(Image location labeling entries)
----

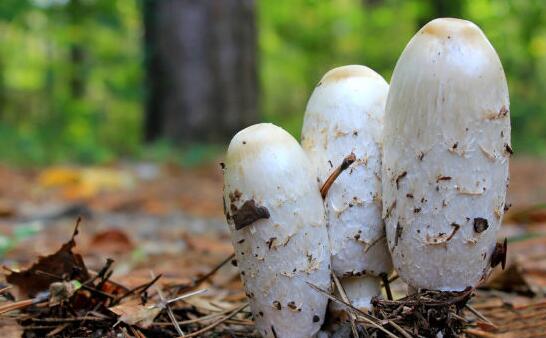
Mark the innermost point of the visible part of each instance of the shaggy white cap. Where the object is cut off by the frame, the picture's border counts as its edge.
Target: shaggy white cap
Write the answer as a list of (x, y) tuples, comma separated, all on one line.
[(271, 196), (344, 115), (447, 144)]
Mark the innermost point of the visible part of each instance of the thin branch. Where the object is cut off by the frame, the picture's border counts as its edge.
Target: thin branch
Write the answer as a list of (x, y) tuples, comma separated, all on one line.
[(216, 323), (345, 299), (347, 161), (366, 317)]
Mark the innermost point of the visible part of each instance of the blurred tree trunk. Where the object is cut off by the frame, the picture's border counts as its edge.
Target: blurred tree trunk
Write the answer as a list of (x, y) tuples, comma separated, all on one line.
[(201, 69), (77, 51)]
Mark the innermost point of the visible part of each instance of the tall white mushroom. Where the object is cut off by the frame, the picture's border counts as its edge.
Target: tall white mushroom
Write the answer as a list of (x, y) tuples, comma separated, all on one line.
[(278, 228), (445, 165), (344, 115)]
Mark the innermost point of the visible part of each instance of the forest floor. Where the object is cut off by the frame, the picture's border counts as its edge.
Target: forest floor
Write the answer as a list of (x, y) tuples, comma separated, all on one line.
[(167, 221)]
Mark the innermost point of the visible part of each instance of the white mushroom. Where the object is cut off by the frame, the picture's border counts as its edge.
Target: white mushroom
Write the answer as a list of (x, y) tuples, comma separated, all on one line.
[(446, 151), (344, 115), (278, 228)]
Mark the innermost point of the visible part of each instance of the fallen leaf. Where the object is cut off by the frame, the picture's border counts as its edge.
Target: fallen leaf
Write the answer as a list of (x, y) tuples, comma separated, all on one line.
[(64, 264), (61, 291)]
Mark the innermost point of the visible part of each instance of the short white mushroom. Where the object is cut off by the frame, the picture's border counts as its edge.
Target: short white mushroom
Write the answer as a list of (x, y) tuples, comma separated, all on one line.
[(344, 115), (278, 228), (446, 151)]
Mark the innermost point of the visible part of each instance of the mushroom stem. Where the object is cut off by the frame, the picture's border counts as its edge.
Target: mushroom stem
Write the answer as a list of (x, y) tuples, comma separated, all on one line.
[(347, 161), (360, 291)]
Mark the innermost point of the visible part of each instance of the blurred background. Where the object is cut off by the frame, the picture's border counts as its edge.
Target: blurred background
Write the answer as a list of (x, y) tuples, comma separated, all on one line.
[(92, 81)]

----

OBJECTIVE: Present the lines above as a Markdown table with the columns "Row" and "Line", numbering each line and skipping any blank ones. Leave the pictures out of the table.

SOLUTION FOR THIS PROBLEM:
| Row | Line |
|---|---|
| 1 | Mark the innermost point of the visible part of each instance of the shaggy white cap. Where the object is cut off by the frame, the picture's border counts as its edge. |
| 2 | Target: shaggy white cap |
| 3 | Write the answer as a list of (x, y) tuples, comma separated, all on one line. |
| 4 | [(271, 196), (344, 115), (447, 144)] |
| 5 | Mark the innermost point of the visible part of each instance of the thin branch. Where the object is cut off by the frame, the picture's border counts as its edge. |
| 6 | Target: thin branch |
| 7 | Write the answer as a list of (x, y) tuples, comma separated, all on one line. |
| 8 | [(216, 323), (345, 299), (347, 161), (366, 317)] |
| 9 | Mark the innermost point of the visible part of each instance of the blurred tree trunk. Where the object is cut off by the frame, the picture's border counts as its edge. |
| 10 | Target: blurred tree trunk |
| 11 | Write the answer as a list of (x, y) tuples, comma separated, all on one line. |
| 12 | [(201, 69), (77, 51)] |
| 13 | Mark the innermost point of the visible part of each instance of the tall white mushroom. Where the object is cut off by the frame, the picture's border counts as its edge. |
| 14 | Target: tall white mushroom |
| 15 | Write the answer as a list of (x, y) tuples, comma separated, all on one line. |
| 16 | [(278, 228), (445, 165), (344, 115)] |
| 17 | Mark the innermost point of the visible part of each instance of the forest floor. Where the object is cut off by the frame, the picture's border counts as its edge. |
| 18 | Target: forest floor |
| 19 | Write the answer as a list of (x, y) tuples, comma separated, all on one line. |
| 20 | [(167, 221)] |
| 21 | Mark the innermost point of the visible part of each instance of the white mushroom. Where the object is cut off by the frame, the picture's border counts as its edge. |
| 22 | Target: white mushroom |
| 23 | Write the answer as a list of (x, y) tuples, comma separated, all on one line. |
| 24 | [(446, 151), (344, 115), (278, 228)] |
| 25 | Mark the innermost point of the visible part of each instance of the fallen leaf. Where the object is cut off by the frame, the picture's border counts as its edge. |
| 26 | Target: fallen leaf |
| 27 | Write the answer as a list of (x, y) tuples, comma separated, all on one line. |
| 28 | [(64, 264), (61, 291)] |
| 29 | Mark the innermost point of the visible part of each instance of the short white mushroom. Where the object is cut off by the frame, the picture's border counts as its edge. |
| 30 | Target: short white mushroom |
| 31 | Write the answer as a list of (x, y) tuples, comma separated, all on one line. |
| 32 | [(344, 115), (278, 228), (446, 151)] |
| 33 | Mark the innermost point of the visible part of each instance of the mushroom stem. Where the object is cut off by the frame, the picture's border counts as its edge. |
| 34 | Target: mushroom stem |
| 35 | Write the answer as a list of (x, y) tuples, comma separated, all on one line. |
| 36 | [(347, 161), (360, 291)] |
| 37 | Mark the innermost point of the visible part of each instance of the blurred background. Where the object is cut off by the frame, the picture's border counts as its edge. |
| 38 | Target: blurred background |
| 39 | Write the answer as a list of (x, y) tuples, comma separated, all on one line. |
| 40 | [(92, 81)] |